begin Records for the exercise
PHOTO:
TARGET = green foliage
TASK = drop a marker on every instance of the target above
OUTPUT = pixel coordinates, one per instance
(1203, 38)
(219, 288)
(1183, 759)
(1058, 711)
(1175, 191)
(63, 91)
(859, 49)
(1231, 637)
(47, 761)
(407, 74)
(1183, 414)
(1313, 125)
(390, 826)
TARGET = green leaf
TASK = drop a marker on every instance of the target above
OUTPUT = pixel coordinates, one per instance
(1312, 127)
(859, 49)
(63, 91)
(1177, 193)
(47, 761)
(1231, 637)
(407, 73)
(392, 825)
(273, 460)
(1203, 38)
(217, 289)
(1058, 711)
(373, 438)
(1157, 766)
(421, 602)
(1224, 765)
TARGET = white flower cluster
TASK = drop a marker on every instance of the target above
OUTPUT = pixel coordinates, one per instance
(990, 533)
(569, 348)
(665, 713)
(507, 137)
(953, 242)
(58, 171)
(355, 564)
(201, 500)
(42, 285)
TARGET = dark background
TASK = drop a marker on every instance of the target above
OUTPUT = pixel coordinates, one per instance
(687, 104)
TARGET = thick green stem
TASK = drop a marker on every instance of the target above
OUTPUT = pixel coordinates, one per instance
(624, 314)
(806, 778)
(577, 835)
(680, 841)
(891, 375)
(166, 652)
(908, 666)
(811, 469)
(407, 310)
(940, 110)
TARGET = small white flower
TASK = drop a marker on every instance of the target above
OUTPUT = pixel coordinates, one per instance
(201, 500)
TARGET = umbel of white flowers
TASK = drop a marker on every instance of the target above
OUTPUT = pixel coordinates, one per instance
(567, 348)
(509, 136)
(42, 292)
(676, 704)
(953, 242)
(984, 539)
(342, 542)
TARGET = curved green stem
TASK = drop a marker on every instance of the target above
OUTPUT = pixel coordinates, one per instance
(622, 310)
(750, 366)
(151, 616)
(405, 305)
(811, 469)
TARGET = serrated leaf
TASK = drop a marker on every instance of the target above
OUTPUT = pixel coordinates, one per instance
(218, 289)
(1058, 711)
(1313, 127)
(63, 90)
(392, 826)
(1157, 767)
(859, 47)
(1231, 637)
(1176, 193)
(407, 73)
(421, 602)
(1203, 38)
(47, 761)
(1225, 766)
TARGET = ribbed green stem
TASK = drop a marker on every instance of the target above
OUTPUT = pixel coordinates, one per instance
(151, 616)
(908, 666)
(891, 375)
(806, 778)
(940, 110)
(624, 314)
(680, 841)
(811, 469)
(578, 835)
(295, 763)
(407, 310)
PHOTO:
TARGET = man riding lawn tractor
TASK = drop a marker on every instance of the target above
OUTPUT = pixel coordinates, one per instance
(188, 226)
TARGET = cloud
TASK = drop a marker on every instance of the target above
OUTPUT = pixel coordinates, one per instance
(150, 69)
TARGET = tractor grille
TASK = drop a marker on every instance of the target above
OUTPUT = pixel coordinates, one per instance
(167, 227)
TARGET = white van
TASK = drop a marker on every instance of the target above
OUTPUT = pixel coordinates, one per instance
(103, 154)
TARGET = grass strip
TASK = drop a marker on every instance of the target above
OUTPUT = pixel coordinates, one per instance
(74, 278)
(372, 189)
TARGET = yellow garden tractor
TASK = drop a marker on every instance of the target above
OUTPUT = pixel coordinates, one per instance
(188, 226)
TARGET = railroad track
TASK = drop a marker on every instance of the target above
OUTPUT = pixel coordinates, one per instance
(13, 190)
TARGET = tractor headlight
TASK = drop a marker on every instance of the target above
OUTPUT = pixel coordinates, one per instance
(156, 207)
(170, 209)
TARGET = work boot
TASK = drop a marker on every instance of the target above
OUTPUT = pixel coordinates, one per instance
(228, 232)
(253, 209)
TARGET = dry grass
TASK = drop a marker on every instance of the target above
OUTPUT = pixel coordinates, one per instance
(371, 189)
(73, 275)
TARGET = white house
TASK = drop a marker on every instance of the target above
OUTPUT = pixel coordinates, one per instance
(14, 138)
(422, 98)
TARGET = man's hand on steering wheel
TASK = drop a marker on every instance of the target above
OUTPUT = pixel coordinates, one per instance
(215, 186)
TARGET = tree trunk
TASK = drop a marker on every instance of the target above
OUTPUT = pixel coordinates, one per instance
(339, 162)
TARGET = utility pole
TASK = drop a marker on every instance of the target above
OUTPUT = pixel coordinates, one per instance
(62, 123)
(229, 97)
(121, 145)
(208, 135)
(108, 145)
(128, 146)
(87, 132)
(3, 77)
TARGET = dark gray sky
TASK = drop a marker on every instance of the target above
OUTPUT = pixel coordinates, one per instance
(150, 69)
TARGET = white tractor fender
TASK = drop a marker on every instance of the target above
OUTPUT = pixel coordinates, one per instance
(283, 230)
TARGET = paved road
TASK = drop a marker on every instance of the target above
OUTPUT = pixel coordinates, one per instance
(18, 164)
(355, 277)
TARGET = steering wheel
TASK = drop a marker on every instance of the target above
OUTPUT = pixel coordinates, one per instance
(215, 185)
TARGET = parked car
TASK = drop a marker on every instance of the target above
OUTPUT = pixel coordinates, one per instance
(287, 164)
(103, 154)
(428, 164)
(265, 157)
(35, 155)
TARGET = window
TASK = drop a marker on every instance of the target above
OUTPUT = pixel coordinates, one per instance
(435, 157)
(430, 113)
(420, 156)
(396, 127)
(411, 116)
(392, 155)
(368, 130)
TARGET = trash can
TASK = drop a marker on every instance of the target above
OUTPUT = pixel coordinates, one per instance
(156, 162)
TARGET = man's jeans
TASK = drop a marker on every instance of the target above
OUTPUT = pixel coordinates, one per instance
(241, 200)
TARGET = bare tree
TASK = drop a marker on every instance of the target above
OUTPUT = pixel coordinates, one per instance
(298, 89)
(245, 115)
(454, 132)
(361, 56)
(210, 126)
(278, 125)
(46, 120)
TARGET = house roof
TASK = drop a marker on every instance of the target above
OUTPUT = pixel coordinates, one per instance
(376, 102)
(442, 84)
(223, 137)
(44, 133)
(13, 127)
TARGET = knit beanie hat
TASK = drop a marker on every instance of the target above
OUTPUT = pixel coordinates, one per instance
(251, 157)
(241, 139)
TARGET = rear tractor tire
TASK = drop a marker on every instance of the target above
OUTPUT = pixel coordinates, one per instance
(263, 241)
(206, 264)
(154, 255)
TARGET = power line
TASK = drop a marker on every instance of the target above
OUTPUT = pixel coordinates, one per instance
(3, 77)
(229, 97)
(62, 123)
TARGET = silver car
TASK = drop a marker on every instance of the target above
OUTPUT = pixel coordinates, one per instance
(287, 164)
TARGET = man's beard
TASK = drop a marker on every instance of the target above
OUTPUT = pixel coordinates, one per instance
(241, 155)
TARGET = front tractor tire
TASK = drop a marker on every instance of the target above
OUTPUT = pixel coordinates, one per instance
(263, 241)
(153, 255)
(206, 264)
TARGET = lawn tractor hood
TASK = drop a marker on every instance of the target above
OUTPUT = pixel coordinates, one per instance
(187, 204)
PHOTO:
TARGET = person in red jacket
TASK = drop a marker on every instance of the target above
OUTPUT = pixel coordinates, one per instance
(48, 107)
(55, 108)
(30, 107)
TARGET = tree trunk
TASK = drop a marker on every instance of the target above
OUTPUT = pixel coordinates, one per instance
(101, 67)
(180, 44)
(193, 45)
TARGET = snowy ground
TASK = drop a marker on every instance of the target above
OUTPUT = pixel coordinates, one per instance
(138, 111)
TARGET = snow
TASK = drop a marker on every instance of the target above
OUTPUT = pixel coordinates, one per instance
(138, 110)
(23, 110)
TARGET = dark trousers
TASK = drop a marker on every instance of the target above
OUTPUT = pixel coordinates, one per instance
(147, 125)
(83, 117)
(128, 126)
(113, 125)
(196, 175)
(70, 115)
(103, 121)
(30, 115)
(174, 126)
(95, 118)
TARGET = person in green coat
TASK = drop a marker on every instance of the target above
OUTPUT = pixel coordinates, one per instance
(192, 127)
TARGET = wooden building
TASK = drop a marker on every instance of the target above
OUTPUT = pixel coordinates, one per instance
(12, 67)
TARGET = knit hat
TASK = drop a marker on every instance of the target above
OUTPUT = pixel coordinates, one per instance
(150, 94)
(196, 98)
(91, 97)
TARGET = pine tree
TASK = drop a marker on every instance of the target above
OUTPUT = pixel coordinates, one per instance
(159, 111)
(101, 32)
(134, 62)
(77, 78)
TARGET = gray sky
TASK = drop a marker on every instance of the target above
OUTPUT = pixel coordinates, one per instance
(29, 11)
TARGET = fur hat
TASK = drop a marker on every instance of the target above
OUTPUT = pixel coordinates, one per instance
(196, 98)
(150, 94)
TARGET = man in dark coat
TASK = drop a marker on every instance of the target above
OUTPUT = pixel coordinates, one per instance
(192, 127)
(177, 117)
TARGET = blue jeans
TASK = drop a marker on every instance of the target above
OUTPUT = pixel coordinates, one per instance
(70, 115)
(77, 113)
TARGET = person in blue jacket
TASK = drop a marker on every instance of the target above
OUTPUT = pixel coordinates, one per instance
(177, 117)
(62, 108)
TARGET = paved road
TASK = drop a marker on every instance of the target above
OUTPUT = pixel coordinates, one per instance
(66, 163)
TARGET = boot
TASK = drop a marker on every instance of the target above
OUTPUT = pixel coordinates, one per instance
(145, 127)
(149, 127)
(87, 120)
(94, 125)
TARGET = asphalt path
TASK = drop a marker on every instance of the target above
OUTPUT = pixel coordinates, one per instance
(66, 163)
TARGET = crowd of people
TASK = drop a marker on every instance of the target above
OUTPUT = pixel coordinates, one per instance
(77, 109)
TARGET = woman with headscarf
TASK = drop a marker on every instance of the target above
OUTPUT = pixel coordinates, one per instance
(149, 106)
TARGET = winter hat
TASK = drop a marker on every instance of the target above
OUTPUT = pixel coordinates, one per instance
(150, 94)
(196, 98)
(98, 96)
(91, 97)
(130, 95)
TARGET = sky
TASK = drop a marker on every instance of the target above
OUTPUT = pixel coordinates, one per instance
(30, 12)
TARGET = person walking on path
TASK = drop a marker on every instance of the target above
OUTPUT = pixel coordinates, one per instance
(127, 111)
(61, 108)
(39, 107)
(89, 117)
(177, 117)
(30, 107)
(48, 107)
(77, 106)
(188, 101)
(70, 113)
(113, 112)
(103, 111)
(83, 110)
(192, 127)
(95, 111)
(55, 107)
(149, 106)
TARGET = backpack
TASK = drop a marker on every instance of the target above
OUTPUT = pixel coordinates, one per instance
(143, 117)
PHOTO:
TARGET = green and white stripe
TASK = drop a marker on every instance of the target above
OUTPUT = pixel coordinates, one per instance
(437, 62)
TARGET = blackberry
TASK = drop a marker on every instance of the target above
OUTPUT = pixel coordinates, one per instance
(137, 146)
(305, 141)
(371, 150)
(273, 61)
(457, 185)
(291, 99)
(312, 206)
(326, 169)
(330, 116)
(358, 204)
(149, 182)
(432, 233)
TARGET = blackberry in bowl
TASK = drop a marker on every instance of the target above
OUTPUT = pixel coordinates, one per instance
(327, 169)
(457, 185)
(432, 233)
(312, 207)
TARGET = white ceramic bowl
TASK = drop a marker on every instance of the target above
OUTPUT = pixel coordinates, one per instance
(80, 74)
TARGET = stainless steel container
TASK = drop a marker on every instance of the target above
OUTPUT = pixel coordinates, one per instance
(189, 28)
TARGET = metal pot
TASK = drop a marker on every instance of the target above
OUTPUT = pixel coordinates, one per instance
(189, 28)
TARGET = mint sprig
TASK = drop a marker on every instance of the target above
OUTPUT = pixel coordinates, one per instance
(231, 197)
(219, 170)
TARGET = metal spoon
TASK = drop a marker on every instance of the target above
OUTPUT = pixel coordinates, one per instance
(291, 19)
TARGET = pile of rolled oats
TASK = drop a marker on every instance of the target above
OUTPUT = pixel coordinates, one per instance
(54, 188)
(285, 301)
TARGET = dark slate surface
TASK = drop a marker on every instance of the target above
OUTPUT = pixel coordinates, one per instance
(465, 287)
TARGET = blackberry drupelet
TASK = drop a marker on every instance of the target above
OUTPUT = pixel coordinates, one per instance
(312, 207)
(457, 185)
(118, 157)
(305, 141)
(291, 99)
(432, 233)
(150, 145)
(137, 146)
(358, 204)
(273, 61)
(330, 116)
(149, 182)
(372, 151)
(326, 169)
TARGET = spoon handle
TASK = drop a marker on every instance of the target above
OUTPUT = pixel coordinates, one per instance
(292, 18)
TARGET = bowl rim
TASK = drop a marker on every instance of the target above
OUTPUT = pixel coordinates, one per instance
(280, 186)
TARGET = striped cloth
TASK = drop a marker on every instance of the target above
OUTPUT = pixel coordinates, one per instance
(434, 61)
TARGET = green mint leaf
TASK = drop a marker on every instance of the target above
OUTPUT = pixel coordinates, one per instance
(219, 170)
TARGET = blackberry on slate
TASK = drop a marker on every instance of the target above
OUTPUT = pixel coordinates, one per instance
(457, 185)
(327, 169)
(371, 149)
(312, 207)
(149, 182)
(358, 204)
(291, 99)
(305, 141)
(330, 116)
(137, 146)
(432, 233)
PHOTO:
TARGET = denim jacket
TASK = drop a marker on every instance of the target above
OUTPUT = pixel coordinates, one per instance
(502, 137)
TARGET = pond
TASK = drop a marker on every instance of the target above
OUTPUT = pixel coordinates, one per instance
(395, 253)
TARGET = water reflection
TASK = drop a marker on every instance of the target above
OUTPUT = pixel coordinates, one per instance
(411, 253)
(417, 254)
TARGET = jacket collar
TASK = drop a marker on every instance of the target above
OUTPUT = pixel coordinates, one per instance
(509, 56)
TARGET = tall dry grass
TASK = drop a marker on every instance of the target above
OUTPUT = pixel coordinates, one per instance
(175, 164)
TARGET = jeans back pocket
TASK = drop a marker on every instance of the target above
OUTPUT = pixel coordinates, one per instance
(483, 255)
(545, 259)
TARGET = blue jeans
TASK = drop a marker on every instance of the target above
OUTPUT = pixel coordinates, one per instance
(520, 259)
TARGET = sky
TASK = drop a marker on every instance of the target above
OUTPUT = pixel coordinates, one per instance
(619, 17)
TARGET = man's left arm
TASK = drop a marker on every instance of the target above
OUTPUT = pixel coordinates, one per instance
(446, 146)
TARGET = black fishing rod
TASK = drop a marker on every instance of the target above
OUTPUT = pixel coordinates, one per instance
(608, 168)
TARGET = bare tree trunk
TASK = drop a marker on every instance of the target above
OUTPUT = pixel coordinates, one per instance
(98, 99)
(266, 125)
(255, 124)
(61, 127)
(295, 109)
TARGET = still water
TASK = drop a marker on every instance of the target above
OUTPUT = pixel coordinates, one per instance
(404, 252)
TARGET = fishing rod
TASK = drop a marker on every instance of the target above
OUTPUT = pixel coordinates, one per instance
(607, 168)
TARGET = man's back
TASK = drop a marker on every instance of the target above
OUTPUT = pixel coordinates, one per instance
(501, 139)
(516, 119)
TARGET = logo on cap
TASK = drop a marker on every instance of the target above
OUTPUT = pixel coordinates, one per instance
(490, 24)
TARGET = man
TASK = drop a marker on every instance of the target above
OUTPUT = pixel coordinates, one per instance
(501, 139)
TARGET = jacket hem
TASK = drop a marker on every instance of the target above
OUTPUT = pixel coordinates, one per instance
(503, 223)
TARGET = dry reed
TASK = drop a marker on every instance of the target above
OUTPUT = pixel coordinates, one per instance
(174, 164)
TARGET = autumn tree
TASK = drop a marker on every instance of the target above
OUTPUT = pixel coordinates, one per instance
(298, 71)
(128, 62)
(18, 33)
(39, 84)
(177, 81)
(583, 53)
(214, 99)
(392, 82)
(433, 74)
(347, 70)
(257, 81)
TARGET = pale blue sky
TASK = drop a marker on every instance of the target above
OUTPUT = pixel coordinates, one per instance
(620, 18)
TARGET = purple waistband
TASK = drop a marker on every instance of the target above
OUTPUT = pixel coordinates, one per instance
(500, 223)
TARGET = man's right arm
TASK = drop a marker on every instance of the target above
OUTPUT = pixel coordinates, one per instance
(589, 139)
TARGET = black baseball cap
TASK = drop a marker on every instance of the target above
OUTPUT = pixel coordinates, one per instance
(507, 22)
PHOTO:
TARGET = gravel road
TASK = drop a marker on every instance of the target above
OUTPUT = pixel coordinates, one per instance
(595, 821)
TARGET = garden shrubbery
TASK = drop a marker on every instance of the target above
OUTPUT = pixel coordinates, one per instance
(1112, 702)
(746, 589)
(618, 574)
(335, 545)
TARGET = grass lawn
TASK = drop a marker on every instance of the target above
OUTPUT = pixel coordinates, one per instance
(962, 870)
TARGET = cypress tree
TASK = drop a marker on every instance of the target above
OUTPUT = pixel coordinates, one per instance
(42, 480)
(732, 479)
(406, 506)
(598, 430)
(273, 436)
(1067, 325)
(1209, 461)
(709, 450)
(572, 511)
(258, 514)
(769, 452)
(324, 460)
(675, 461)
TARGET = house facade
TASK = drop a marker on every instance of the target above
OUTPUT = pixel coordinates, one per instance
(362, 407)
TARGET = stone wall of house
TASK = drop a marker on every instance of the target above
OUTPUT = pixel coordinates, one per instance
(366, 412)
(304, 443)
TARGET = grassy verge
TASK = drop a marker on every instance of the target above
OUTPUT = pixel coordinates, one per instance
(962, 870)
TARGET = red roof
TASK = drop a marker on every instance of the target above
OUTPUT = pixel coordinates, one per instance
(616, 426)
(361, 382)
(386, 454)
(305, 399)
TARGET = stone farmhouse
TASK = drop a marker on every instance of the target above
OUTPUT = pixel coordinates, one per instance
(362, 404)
end Records for the exercise
Exercise: Return exactly the lines of the data, and only those, from the line with "TARGET = stone wall of house" through the last line, inclusive.

The answer:
TARGET = stone wall of house
TASK = drop a marker on every instance of the target above
OUTPUT = pixel coordinates, one per instance
(366, 412)
(304, 443)
TARGET = grassy verge
TASK = drop a marker on every instance of the target above
OUTPUT = pixel coordinates, one per instance
(962, 870)
TARGET = red roof
TASK = drop a marker on every instance of the target above
OUTPUT = pixel coordinates, one per instance
(616, 426)
(361, 382)
(386, 454)
(305, 399)
TARGET = stone farmhouse
TASK = drop a marker on every instance of the target above
OUTPUT = pixel coordinates, one per instance
(362, 404)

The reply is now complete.